An estimated  75 percent of businesses are sold for less than their fair market value. Do you know what yours is worth?

By Eileen Zagone

Eileen Zagone is Associate Editor of Scrap.

How much is your business worth?

Guess again. There’s a 75-percent chance you underestimated its value, say business valuation experts, who assert that about three-quarters of businesses are sold for less than their fair market value.

Why does this happen? For one, many business owners sell too hastily, without taking the time to find out the true value of their companies. Others may use oversimplified formulas to arrive at a selling price. Often, these formulas value a business based on its past performance rather than its future potential, which is really what you’re selling. And many owners fail to look beyond the balance sheet and factor in elements that add real value to their businesses, such as specific operating procedures, the firm’s reputation, and its unique customer relationships. Some of these factors may be intangible, but they shouldn’t be ignored or given away for free.

Fortunately, you don’t have to make the mistake of undervaluing your business. You can have it professionally valuated. Determining the proper value of your business might be the last—and best—business investment you make.

The Value of Valuating

But wait a minute. Isn’t valuation only for companies seeking to be sold? So why do it now, when the scrap industry consolidation locomotive has slowed and there’s precious little buying and selling going on?

For starters, the consolidation trend will likely pick up again at some point, so isn’t it wiser to stay a step ahead and know what your business is truly worth before a selling opportunity arises?

More importantly, valuation isn’t just for companies on the selling block. Knowing the value of your firm is a good business idea at any time, say valuation experts. According to the National Association of Certified Valuation Analysts (NACVA), business valuations can be necessary and invaluable in a broad spectrum of situations, including mergers and acquisitions, liquidations or reorganizations, eminent domain actions, partner disputes, employee stock ownership plans, financing situations, estate planning, and initial public offerings.

So let’s assume you make the wise decision to find out what your company is truly worth. Here are the basics you need to know.

A valuation is an estimate or opinion of the fair market value of a business at a specific date that uses various valuation methods, such as adjusted net assets, capitalization of earnings, price-to-earnings ratio, dividend paying capacity, excess earnings, and discounted earnings.

Which methods are used depends on the facts and circumstances of each unique valuation situation. The truth is that there’s no such thing as one “right” valuation for a business. The purpose and circumstances of the valuation process, as well as the perspective of the parties involved, will change a company’s value. For instance, there’s a big difference between value-in-use and liquidation value. In the former case, a company is operating fine and can seek a buyer over an extended period for the best possible price, while in the latter case it’s being liquidated, often for less than its fair market value.

As you might expect, the valuation process also differs between public and private companies. While the market value for a share of publicly traded stock may be readily determined by reference to the public stock markets, the value of an ownership interest in a closely held business is often more difficult to determine.

The Process

Most business valuations begin with a company’s financial statements, either prepared under generally accepted accounting principles or a tax basis of accounting. “Those financial statements generally need to be recast into ‘economic financial statements’ to better reflect the true economic financial position and results of operations, and to serve as the basis for determining market values,” says William H. Black, an independent consultant and valuation professional based in Atlanta. Typical adjustments include depreciation, inventory, intangible assets, and others as appropriate for the particular business.

DATA ENTRIES:
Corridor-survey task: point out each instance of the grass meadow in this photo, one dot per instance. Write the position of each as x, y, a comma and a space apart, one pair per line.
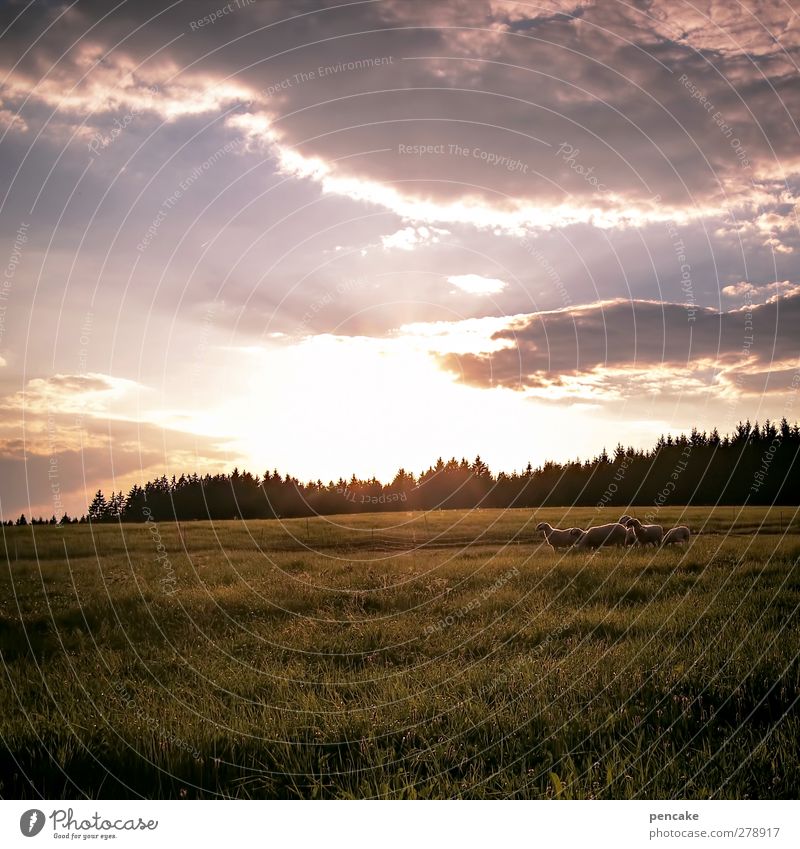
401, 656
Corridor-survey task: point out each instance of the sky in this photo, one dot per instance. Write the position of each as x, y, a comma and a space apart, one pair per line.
* * *
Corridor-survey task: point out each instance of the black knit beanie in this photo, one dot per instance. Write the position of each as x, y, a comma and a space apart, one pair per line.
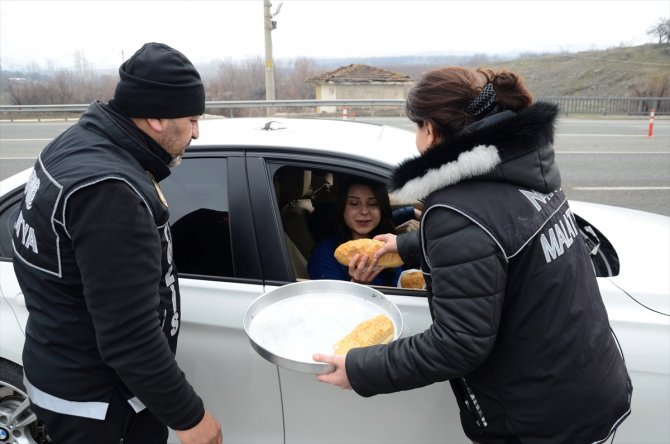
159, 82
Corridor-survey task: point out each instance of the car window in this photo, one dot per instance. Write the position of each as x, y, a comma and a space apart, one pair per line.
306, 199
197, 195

SET OF TASKS:
(a) According to the business valuation article, what share of businesses are sold for less than their fair market value?
(b) Rewrite every line of the rows from the line with "Corridor-survey task: point out each instance of the grass" to the line with "Corridor-survey task: point out each instance of the sky", adding 36 to each coordinate value and omitting the pictures.

THE RESULTS:
(a) About three-quarters, an estimated 75 percent.

(b)
Corridor-survey task: point out each instance of the grass meadow in this photo, one dot per instance. Write the position of each as x, y, a comma and a space apart, one pair per line.
437, 692
Corridor-survey task: point out each instance of the sky in this photo, one dot per instance. Write the position of each as x, y, a comma and a space apart, one pair per line.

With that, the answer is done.